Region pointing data
-------
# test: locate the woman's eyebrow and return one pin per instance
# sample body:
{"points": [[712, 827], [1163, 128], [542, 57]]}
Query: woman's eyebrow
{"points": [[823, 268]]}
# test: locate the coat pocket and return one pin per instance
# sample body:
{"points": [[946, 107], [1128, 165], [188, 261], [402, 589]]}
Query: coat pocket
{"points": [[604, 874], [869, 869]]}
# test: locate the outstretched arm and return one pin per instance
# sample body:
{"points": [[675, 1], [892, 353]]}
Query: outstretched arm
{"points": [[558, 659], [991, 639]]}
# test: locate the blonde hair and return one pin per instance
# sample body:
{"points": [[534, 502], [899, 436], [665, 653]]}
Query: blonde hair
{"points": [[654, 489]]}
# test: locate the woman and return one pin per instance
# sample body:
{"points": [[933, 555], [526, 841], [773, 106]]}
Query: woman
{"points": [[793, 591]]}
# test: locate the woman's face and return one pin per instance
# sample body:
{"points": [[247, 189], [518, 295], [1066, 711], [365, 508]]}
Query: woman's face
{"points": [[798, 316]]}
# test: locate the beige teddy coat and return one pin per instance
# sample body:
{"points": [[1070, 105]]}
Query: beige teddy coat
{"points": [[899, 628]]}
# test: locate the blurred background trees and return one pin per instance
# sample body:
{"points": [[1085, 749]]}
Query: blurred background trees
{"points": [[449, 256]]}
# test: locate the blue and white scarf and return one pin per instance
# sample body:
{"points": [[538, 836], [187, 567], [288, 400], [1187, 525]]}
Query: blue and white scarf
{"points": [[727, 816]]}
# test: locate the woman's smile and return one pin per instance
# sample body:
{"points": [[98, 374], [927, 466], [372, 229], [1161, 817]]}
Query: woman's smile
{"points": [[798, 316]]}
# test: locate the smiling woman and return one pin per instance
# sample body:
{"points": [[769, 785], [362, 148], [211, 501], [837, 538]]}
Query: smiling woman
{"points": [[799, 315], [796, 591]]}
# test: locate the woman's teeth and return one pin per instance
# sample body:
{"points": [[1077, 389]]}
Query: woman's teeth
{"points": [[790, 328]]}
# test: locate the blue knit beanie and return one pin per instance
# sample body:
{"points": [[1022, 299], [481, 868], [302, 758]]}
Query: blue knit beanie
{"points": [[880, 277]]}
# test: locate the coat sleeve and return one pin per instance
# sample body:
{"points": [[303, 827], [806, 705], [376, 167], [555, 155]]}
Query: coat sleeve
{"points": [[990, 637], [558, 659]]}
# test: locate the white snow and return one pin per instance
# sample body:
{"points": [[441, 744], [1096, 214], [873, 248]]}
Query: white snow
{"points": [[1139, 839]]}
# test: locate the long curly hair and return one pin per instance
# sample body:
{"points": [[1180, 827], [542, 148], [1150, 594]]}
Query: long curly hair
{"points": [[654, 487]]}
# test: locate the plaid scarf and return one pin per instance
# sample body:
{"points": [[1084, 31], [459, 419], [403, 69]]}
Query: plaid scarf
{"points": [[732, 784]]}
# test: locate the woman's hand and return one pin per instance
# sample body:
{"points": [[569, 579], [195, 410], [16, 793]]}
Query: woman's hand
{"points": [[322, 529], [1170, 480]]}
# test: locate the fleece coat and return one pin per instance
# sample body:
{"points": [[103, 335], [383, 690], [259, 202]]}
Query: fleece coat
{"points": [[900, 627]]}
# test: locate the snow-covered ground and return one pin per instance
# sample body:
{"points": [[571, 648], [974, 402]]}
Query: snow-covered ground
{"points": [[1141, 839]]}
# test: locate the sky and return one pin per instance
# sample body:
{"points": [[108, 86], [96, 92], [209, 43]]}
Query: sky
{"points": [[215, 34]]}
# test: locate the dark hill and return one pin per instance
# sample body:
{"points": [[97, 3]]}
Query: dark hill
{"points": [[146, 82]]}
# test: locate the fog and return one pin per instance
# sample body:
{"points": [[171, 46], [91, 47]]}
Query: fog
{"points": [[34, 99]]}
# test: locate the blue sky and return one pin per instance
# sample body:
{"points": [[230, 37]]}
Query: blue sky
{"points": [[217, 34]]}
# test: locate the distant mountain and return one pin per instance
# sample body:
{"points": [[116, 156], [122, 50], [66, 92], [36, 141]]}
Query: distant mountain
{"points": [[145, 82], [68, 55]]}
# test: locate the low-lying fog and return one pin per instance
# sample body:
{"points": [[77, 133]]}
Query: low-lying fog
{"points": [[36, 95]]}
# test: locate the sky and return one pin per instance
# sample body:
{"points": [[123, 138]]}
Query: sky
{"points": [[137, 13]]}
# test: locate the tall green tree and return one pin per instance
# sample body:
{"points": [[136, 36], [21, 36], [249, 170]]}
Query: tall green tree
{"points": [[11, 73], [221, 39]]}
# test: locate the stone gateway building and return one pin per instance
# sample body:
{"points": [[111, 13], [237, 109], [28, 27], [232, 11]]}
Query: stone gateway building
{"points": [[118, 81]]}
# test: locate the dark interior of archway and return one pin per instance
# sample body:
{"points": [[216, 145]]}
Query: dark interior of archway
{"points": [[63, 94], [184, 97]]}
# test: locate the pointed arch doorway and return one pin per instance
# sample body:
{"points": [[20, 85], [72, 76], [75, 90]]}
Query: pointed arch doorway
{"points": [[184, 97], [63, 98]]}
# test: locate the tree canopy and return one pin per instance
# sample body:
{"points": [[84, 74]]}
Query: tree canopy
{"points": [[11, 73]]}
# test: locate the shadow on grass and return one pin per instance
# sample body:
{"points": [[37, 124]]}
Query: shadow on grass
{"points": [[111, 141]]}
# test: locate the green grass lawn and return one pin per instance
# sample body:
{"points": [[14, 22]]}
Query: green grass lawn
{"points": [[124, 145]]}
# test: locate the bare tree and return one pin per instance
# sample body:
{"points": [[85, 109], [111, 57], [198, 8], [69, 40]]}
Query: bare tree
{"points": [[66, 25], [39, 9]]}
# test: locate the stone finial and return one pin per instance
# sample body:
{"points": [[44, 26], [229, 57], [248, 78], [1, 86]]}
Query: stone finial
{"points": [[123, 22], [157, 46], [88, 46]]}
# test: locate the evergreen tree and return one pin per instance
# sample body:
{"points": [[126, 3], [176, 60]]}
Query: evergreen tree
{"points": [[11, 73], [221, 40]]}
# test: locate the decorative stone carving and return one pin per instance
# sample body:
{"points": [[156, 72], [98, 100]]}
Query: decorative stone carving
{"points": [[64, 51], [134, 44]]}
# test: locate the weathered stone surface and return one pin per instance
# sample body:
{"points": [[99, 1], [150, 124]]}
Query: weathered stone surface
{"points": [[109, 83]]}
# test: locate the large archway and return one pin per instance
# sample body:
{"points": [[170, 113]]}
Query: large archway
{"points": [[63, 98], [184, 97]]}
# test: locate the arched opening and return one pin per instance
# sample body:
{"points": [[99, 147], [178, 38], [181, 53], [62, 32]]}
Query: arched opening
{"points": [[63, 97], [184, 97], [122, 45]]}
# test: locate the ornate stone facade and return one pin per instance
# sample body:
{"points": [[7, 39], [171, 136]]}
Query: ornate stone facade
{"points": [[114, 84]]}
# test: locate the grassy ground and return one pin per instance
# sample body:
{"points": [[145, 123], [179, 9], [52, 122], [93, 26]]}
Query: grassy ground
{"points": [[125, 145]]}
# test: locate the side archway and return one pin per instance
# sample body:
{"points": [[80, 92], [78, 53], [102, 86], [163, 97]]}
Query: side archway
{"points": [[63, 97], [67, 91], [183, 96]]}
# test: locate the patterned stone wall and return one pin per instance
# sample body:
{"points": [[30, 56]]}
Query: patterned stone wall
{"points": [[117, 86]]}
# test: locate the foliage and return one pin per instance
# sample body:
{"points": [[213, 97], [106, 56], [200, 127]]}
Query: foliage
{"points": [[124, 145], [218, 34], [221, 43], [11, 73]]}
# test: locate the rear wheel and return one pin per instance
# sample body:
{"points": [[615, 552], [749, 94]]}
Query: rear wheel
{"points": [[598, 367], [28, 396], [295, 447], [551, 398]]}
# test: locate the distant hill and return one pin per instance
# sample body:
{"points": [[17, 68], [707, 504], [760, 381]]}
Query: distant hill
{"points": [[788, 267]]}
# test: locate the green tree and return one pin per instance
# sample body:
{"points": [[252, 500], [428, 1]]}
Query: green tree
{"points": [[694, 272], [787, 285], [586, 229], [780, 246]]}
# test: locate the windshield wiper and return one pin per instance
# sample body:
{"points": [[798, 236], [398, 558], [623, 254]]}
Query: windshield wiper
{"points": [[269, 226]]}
-------
Reproduce the entries exactly, but only from their first line to the line holding "# test: locate the coat pocket", with that last line kept.

# test: locate the woman's eyebrow and return one pin per instance
# sample body:
{"points": [[712, 827], [1163, 128], [542, 57]]}
Query: woman's eyebrow
{"points": [[823, 268]]}
# test: locate the coat pocket and return one pin per instance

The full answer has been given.